WRITTEN EXERCISE: Locate every line in the rows below that contains the word "slender", and copy each of those lines out.

»»

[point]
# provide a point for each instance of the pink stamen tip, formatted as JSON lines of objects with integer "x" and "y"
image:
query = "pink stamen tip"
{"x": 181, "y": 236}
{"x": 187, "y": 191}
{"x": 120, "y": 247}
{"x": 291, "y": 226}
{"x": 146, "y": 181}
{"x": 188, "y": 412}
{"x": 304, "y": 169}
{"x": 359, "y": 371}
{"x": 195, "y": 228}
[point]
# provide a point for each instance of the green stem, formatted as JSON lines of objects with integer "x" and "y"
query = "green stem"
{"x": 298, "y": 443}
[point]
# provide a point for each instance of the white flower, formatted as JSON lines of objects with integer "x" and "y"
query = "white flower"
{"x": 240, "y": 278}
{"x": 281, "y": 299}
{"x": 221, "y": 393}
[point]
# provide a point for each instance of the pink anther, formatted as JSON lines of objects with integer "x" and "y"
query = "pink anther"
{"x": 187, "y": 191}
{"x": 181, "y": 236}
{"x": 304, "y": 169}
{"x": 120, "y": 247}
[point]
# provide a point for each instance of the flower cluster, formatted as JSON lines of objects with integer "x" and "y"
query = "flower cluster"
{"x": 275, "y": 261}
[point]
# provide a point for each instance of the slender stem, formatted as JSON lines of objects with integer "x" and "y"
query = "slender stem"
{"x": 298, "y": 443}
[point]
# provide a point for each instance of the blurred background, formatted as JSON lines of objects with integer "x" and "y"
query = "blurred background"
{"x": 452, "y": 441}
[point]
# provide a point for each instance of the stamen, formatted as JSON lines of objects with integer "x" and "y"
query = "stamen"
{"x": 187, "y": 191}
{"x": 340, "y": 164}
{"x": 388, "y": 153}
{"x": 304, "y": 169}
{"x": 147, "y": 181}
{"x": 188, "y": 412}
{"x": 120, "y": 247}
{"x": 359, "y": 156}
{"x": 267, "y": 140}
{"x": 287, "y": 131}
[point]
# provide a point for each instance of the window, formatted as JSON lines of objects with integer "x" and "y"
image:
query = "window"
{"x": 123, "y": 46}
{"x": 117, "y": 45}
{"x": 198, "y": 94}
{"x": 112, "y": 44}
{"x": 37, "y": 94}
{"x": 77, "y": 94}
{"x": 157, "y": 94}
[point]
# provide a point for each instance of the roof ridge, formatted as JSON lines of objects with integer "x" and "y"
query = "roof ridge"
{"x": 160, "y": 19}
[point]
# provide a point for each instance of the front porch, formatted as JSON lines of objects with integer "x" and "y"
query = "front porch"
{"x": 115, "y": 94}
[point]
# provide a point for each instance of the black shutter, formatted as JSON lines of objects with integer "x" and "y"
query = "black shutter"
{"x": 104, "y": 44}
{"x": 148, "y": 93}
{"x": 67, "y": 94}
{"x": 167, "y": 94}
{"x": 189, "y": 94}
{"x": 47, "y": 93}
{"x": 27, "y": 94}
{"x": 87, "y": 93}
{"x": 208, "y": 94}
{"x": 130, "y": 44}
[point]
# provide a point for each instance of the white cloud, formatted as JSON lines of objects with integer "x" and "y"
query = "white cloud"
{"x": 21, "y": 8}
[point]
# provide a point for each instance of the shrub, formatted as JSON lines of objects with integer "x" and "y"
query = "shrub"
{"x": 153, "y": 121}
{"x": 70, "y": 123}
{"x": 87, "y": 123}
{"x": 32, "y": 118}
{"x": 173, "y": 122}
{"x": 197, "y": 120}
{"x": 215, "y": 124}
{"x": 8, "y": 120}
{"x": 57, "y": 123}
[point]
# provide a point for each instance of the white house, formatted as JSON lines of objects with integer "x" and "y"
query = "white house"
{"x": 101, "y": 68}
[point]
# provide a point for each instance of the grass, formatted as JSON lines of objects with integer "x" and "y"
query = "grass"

««

WORKED SOLUTION:
# provide a point for each instance of the slender stem, formatted as JSON lines of objects with integer "x" and "y"
query = "slender stem"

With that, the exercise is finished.